_WHAT TO DO:_ Print out every entry, keeping each line identical to the original.

***** EXERCISE DATA

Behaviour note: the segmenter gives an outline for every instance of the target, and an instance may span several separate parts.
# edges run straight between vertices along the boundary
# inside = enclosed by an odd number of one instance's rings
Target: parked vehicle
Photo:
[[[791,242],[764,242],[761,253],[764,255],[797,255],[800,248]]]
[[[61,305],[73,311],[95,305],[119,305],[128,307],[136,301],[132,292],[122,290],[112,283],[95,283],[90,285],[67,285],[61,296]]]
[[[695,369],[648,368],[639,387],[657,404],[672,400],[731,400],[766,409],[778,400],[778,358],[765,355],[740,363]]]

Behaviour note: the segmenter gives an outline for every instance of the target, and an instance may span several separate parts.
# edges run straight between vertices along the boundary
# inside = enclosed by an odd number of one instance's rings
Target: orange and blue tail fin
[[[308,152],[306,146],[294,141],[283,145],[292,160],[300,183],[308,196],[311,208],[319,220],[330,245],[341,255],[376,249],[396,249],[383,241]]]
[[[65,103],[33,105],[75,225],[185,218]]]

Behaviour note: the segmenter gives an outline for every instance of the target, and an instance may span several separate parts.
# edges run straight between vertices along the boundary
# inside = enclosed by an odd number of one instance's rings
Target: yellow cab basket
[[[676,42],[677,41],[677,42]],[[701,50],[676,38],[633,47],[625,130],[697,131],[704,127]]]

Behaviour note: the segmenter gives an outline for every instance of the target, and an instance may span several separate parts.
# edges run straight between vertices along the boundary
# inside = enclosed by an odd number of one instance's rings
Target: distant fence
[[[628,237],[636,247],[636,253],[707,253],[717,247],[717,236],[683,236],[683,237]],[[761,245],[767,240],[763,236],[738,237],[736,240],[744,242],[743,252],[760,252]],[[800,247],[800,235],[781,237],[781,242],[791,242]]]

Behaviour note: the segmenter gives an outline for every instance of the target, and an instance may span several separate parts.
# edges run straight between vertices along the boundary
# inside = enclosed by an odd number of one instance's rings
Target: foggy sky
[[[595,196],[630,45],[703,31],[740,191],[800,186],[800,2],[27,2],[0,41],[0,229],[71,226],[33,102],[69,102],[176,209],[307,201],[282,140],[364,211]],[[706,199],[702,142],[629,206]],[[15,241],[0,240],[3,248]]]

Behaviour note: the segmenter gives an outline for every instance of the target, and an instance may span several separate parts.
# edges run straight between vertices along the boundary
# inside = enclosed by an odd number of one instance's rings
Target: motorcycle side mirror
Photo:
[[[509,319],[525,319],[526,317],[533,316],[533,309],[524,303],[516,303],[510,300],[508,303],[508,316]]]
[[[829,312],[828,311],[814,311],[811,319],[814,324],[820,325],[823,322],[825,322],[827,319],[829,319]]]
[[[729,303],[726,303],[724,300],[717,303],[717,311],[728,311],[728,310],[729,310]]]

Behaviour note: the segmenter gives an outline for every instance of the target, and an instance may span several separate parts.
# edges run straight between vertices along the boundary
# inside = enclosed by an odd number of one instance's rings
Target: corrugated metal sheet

**********

_ANSWER BOX:_
Behaviour note: the segmenter gives an outline for every instance of the target, and an instance may span several separate parts.
# edges run straight between vertices along the boundary
# inside = enclosed by an odd number of one instance's rings
Target: parked vehicle
Photo:
[[[791,242],[764,242],[761,253],[764,255],[797,255],[800,248]]]
[[[61,305],[73,311],[95,305],[119,305],[128,307],[136,301],[132,292],[122,290],[112,283],[95,283],[90,285],[67,285],[61,296]]]
[[[695,369],[648,368],[639,387],[657,404],[672,400],[731,400],[766,409],[778,400],[778,358],[765,355],[740,363]]]

Behaviour note: the segmenter gives an outline for every instance of the target, and an instance may span several separate parts.
# edges run straight between vertices along the boundary
# inside = enclosed by an odd number of one instance's rings
Target: orange and blue tail fin
[[[308,152],[306,146],[294,141],[283,145],[292,160],[300,183],[308,196],[311,208],[319,220],[330,245],[341,255],[376,249],[396,249],[383,241]]]
[[[65,103],[33,105],[75,225],[185,218]]]

Behaviour note: the segmenter gives an outline for every instance of the target, and an instance may span several separate parts.
# edges run straight between vertices along the boundary
# inside = enclosed by an odd number of one instance's rings
Target: yellow cab basket
[[[676,42],[677,41],[677,42]],[[701,50],[676,38],[633,47],[625,130],[697,131],[704,127]]]

Behaviour note: the segmenter gives an outline for every instance of the target, and an instance may span several separate parts.
# edges run straight between vertices along the boundary
# inside = enclosed by an odd number of one instance's rings
Target: distant fence
[[[628,237],[636,247],[636,253],[707,253],[717,247],[717,236],[683,236],[683,237]],[[761,245],[767,240],[763,236],[738,237],[736,240],[744,242],[743,252],[760,252]],[[800,247],[800,235],[781,237],[781,242],[791,242]]]

Behaviour note: the segmenter gives an outline for every instance of the target, and an instance may span several separate parts.
# edges run straight between vertices along the boundary
# inside = enclosed by an odd number of one instance's rings
Target: foggy sky
[[[595,196],[630,45],[703,31],[740,191],[800,186],[800,2],[27,2],[0,41],[0,229],[71,226],[33,102],[69,102],[176,209],[307,201],[282,140],[364,211]],[[706,199],[702,142],[629,206]],[[15,241],[0,240],[3,248]]]

Behaviour note: the segmenter gives an outline for every instance of the target, and an instance may span several separate parts.
# edges run straight between vertices along the boundary
# inside = enclosed by an odd number of one instance's rings
Target: motorcycle side mirror
Photo:
[[[509,319],[525,319],[526,317],[533,316],[533,309],[524,303],[516,303],[510,300],[508,303],[508,316]]]
[[[829,312],[828,311],[814,311],[811,319],[814,324],[820,325],[823,322],[825,322],[827,319],[829,319]]]
[[[729,303],[726,303],[724,300],[717,303],[717,311],[728,311],[728,310],[729,310]]]

Behaviour note: the segmenter gives an outline for every instance of the target, and an instance may span several separate parts.
# edges run straight between vertices along the boundary
# inside = enclosed by an odd number of one instance's rings
Target: corrugated metal sheet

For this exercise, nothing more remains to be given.